Die wollen nicht nur, die können auch

KULTURELLE KOMPETENZEN Selbständige mit Migrationshintergrund können mehr als Deutsch. Ihre wirtschaftliche Bedeutung wächst

Allein in diesem Jahr werden von Migranten rund 150.000 Arbeitsplätze geschaffen

VON OLE SCHULZ

Thilo Sarrazin hat mit seinem Buch „Deutschland schafft sich ab. Wie wir unser Land aufs Spiel setzen“ eine polemische politische Debatte losgetreten, welche die Republik in ihren Grundfesten zu erschüttern droht. Dass er dabei eine Reihe von äußerst fragwürdigen Daten und Thesen vorgelegt hat, ist inzwischen vielfach kritisiert worden. Schon im Vorjahr hatte sich Sarrazin zu der Behauptung verstiegen, eine große Zahl an Arabern und Türken hätte „keine produktive Funktion, außer für den Obst- und Gemüsehandel“.

Doch aktuelle Studien ergeben ein ganz anderes Bild: Laut der Türkisch-Deutschen Industrie- und Handelskammer sind in Deutschland derzeit rund 580.000 zugewanderte Selbständige aktiv, davon sind allein 71.000 türkischstämmige Unternehmer, die in mehr als 150 Branchen tätig sind. Die meisten dieser Unternehmen sind kleinbetrieblich organisiert und beschäftigen durchschnittlich vier bis fünf Arbeitnehmer. Weit über eine Million Arbeitsplätze in Deutschland wurden demnach durch Migranten geschaffen.

Auch andere Institutionen betonen die wachsende Bedeutung, welche Unternehmensgründungen durch Selbständige mit Migrationshintergrund mittlerweile für den Wirtschaftsstandort Deutschland haben. „Wir gehen davon aus, dass allein in diesem Jahr durch von Migranten neu gegründete Unternehmen rund 150.000 Arbeitplätze geschaffen werden“, sagt Marc Evers, Existenzgründungsexperte des Deutschen Industrie- und Handelskammertages (DIHK).

Laut Evers ist die Zahl von Migranten mit Gründungsvorhaben in den letzten Jahren gestiegen und umfasste 2009 fast ein Fünftel aller potenziellen Selbstständigen. Dabei seien sie in allen Branchen aktiv. Der Schwerpunkt liege im Handel- und Gastgewerbe, wo sie im Vergleich zu Deutschen überdurchschnittlich vertreten seien. Eine Aufschlüsselung der durch die Gründungsberatungen der Industrie- und Handelskammer (IHK) gewonnen Daten nach Herkunftsländern sei aber nicht möglich.

Fest steht dennoch, dass dem Vorurteil, Türken und Araber taugten allenfalls als Chefs für den kleinen Döner- oder Falafel-Imbiss um die Ecke, heute unzählige Beispiele erfolgreicher Betriebe mit türkischen und arabischen Inhabern entgegenstehen. Das sind nicht nur Karrieren von Gemüsehändlern, die sich zu Supermärkten entwickelt haben, oder Fleischverarbeitern, die nun ganz Europa beliefern.

### Schriftliche Aufgabe 1
Wie viele zugewanderte Selbständige sind laut der Türkisch-Deutschen Industrie- und Handelskammer derzeit in Deutschland aktiv, wie es im Artikel über Selbständige mit Migrationshintergrund heißt?

### Eingabe
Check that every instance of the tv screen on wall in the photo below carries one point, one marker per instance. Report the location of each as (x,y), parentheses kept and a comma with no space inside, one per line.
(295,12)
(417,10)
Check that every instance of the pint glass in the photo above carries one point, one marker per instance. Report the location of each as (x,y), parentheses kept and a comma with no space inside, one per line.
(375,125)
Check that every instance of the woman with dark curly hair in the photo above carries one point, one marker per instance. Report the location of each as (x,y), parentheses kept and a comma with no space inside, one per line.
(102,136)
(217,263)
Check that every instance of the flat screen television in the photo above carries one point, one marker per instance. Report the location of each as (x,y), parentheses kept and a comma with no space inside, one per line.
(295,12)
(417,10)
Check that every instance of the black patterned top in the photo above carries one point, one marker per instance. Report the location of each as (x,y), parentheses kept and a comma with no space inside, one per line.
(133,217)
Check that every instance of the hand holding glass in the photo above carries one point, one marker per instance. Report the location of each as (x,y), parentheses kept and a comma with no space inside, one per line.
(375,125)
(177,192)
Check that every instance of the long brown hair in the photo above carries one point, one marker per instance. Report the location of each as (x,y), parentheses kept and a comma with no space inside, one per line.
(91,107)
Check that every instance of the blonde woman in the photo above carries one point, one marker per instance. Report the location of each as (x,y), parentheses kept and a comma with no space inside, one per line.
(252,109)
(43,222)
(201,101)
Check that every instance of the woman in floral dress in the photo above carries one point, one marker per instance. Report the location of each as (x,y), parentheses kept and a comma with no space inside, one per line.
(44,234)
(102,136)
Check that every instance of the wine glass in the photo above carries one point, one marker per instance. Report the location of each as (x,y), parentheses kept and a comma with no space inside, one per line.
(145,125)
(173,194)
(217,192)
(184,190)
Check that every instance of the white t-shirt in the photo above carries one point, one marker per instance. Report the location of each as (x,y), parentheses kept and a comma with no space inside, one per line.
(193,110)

### Schriftliche Aufgabe 2
Bearbeite die Einträge ab der Zeile, die „Check that every instance of the white“ enthält, bis zum Ende der Einträge, indem du „white t-shirt“ durch „black t-shirt“ ersetzt. Gib nur diese Zeilen wieder und lass alles Übrige unverändert.

### Richtige Antwort 1
Rund 580.000.

### Richtige Antwort 2
Check that every instance of the black t-shirt in the photo above carries one point, one marker per instance. Report the location of each as (x,y), parentheses kept and a comma with no space inside, one per line.
(193,110)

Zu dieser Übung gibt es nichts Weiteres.